◆ **WHAT IS BEING ASKED**
Scan the entries below, and for each line that includes the word "positive", make a copy.

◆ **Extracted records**
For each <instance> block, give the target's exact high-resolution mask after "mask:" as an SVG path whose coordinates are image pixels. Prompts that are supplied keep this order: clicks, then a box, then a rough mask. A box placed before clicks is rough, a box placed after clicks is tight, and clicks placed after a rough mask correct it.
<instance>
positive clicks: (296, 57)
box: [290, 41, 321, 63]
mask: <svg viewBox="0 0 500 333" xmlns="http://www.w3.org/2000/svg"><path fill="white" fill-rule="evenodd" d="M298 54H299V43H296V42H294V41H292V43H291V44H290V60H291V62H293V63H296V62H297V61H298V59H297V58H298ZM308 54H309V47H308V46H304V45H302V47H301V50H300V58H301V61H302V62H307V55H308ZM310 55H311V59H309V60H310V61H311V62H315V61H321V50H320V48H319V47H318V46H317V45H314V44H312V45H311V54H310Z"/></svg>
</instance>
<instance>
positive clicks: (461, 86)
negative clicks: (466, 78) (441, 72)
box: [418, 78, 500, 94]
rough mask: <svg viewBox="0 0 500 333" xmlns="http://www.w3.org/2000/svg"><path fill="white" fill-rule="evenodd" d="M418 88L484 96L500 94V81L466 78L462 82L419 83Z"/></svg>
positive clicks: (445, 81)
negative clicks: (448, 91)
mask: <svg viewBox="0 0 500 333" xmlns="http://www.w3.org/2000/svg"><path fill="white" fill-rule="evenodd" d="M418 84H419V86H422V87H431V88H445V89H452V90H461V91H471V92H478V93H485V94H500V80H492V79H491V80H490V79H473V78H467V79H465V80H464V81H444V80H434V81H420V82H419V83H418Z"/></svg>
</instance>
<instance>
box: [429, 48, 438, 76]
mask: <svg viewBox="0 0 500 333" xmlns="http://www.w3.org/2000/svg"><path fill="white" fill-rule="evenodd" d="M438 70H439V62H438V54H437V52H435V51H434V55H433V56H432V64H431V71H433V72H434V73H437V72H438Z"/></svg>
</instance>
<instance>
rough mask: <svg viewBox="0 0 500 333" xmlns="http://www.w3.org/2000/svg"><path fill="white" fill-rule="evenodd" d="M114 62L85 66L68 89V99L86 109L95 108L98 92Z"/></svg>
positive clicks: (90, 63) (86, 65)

◆ **WORKED SOLUTION**
positive clicks: (296, 57)
positive clicks: (461, 86)
positive clicks: (445, 81)
positive clicks: (90, 63) (86, 65)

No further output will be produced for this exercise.